**Exercise details**
Extract the text of each entry below exactly, leaving every image behind.

[Image object location entries]
[start]

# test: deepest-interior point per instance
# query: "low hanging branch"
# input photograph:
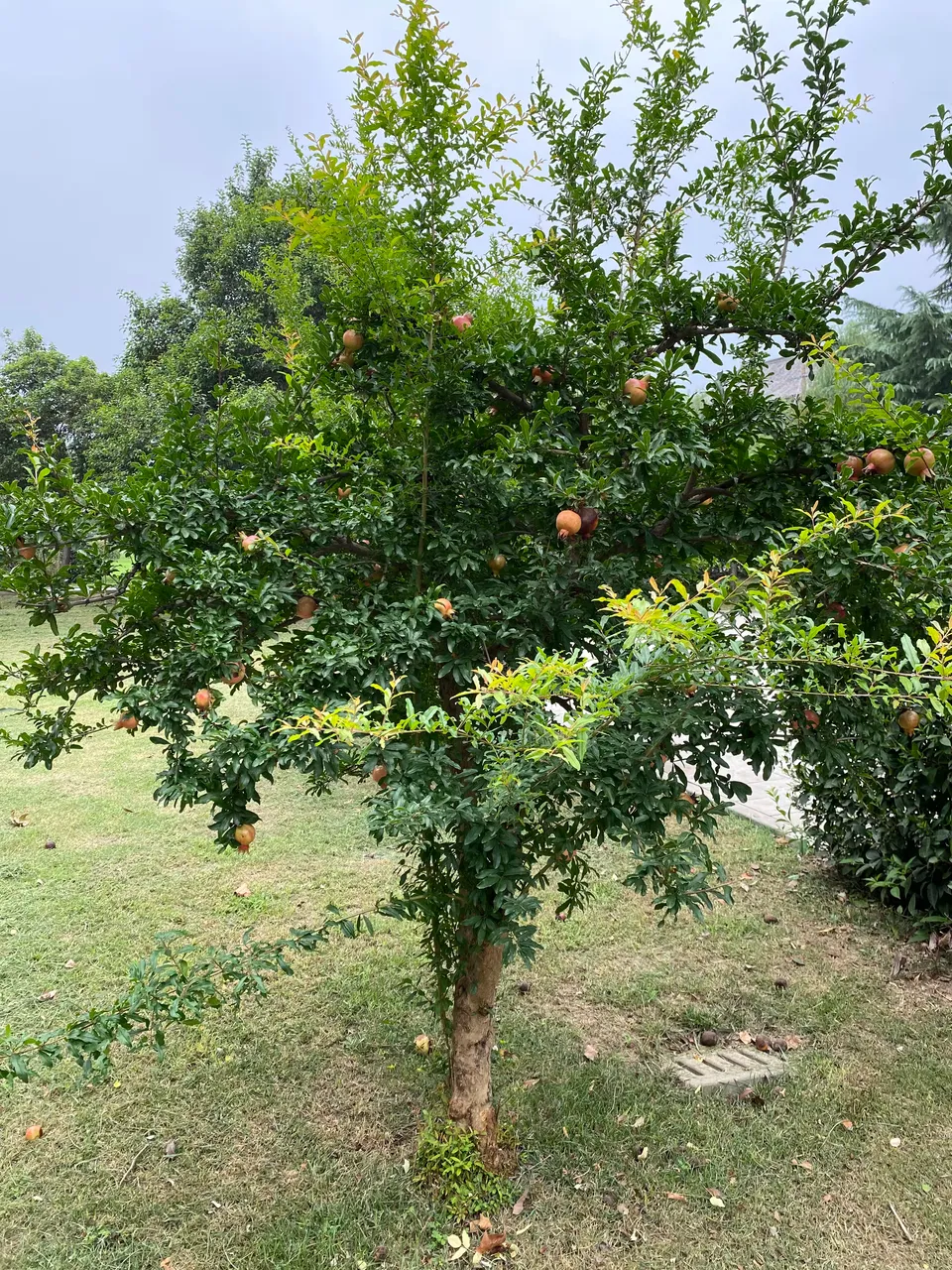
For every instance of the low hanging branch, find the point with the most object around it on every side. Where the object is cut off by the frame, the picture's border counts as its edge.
(176, 984)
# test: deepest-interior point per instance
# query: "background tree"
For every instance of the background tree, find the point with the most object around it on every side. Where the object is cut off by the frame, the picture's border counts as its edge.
(403, 557)
(62, 395)
(911, 348)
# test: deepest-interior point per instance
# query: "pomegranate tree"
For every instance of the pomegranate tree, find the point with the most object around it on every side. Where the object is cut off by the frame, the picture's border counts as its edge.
(576, 405)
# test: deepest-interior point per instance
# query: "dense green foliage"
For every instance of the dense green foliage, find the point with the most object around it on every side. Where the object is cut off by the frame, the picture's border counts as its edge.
(407, 488)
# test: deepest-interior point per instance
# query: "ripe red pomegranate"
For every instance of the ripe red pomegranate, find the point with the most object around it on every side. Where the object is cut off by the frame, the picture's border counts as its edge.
(852, 463)
(920, 462)
(567, 524)
(636, 390)
(909, 720)
(881, 461)
(589, 521)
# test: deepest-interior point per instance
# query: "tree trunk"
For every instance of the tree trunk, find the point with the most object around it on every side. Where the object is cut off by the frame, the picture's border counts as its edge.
(471, 1046)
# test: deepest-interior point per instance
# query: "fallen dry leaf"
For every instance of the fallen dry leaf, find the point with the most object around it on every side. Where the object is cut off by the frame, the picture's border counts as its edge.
(492, 1242)
(520, 1206)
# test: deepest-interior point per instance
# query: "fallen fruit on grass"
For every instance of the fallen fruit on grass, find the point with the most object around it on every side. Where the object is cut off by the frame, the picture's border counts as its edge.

[end]

**Result for this task**
# test: deepest-interior point per instance
# query: "low hanging branch"
# input photograph:
For every instance of the low hanging branch, find the point with the most object around it on every side. Where the object is cut off by the frame, the picture's border counts as its edge.
(176, 984)
# test: deepest-interior point per instance
# query: "background tree"
For every instance of the background tree, find the point with the most object around it on every side. Where the object is cut off by the frame, the picture's border counts as its edge.
(403, 557)
(62, 395)
(911, 348)
# test: deepest-interior point per instance
# query: "pomegranate tree"
For every instance of the pomegranate tree, find the point with the most object around it on every side. Where the object is cut off by the frame, the picture's border counts as its edge.
(576, 405)
# test: deepest-interior point per instance
# query: "dense green foliage"
For every instance of the dense green foliage, find the point with the most object around it on every side. Where the object is cut off by the frame, the picture's border counts as its edge.
(407, 488)
# test: deepest-interior point per instance
# query: "ripe red pomegranate"
For every instance of the ripe red pomegranate, find the point with the most object around it on every side. Where the object is cut off by the frame, the picture's border counts as its edge.
(852, 463)
(920, 462)
(567, 524)
(636, 390)
(909, 720)
(881, 461)
(589, 521)
# test: deepest-interior point per instance
# query: "tree trunk"
For every instance of the tree trunk, find the point with the most object around it on every side. Where the object is cut off by the frame, the picture's border counts as its edge.
(471, 1046)
# test: deepest-interior point per instance
# query: "fallen dry leaf"
For every instance of the fallen dry leaf, find the point with the most object around it on every side. Where the object is cut off by the frame, the picture's border counts as its edge.
(492, 1242)
(520, 1206)
# test: deepest-interior point per instance
# query: "fallen fruit on grass"
For every instance of the fallen fruit on grass, find the point with the most object around it on every side. Where the object is cut off by the frame, the picture's border counts as its edge.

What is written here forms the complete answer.